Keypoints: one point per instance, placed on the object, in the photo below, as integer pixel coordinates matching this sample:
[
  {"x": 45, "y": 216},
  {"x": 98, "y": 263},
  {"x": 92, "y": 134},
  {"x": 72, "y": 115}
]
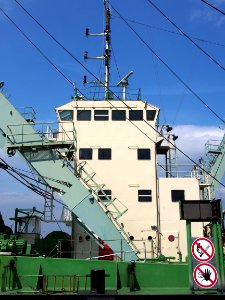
──────
**Brief:** Pick out each line in the entries above that contains the word "object". Case counts, so match capital and lowercase letters precisely.

**Worked solution:**
Keypoints: one point per instance, placed on the object, in the photo below, as integer pixel coordinates matching this sample:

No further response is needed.